Try it — Send back every line of the data exactly.
--*--
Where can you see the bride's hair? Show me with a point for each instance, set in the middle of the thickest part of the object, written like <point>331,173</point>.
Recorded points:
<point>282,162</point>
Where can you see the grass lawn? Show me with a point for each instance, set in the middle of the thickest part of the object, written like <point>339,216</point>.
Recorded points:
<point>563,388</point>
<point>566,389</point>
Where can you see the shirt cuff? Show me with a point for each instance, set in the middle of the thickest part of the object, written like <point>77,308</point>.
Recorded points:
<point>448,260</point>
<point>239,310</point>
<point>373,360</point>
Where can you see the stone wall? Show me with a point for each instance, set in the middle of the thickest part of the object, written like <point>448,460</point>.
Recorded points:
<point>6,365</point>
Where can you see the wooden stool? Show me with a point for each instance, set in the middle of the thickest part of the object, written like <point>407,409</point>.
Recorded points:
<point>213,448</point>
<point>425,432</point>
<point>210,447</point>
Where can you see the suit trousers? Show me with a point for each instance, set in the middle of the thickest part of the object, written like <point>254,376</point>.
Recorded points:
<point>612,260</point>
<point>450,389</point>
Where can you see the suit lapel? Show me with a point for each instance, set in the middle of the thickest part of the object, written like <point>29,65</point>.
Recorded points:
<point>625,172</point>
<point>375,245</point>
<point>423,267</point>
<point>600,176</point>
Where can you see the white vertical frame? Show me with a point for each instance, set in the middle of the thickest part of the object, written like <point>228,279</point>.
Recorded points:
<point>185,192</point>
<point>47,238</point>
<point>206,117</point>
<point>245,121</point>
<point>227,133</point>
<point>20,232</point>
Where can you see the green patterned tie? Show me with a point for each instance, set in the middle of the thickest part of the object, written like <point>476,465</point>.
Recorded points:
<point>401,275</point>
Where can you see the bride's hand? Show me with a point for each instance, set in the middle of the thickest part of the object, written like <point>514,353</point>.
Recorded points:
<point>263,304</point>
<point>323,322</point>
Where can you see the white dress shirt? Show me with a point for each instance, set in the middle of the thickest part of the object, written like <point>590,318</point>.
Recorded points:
--*--
Your response —
Where can you see the bride's hair? Show me with a point for each instance, set in the middle of the thickest part of the object, written like <point>331,173</point>.
Recorded points:
<point>282,162</point>
Where can you see the grass lawn? Show me with a point for each instance, set in the middle of the thickest part of the object, written like <point>339,216</point>.
Recorded points:
<point>563,388</point>
<point>566,389</point>
Where can you see the shirt cuff? Show me with a point for each instance, set in the middle of the thickest part of the object, written like <point>77,308</point>.
Recorded points:
<point>448,260</point>
<point>239,310</point>
<point>373,360</point>
Where can you see the stone wall? Show me with a point for each instance, set in the middle of the thickest part of the object, written like <point>448,460</point>.
Recorded points:
<point>6,365</point>
Where can you see the wooden stool? Show me with a point for each instance, set in the middle of the thickest part of the object, written like <point>407,409</point>.
Recorded points:
<point>213,448</point>
<point>425,432</point>
<point>210,447</point>
Where can you see the suit trousers? Show me with a point for each instance, set in the middle of the thickest part of the object, written like <point>254,376</point>.
Recorded points:
<point>612,260</point>
<point>450,389</point>
Where can you see the suit lapel? Show me with a point for each instance, set in the middle of the thickest part of the object, written like <point>29,65</point>.
Recorded points:
<point>625,172</point>
<point>375,245</point>
<point>423,267</point>
<point>600,176</point>
Where can you see the white vertical frame? Show me with a point for each instance, set in the middle of the thickest part of the object, written like <point>228,279</point>.
Recorded points:
<point>185,192</point>
<point>47,238</point>
<point>206,117</point>
<point>245,121</point>
<point>227,133</point>
<point>20,232</point>
Where can you see the green patterned tie? Show me with a point for each instance, set in the middle of the thickest part of the object, written like <point>476,465</point>.
Recorded points:
<point>401,275</point>
Where can you see the bride's hand? Show me with a point for each instance, set in the middle of the thickest part of the object, written like <point>514,353</point>.
Recorded points:
<point>263,304</point>
<point>323,322</point>
Where can you see the white dress shirt? Show me with a point for each instance, set in the middle of the thickest part of the object, written like <point>590,318</point>.
Recorded points:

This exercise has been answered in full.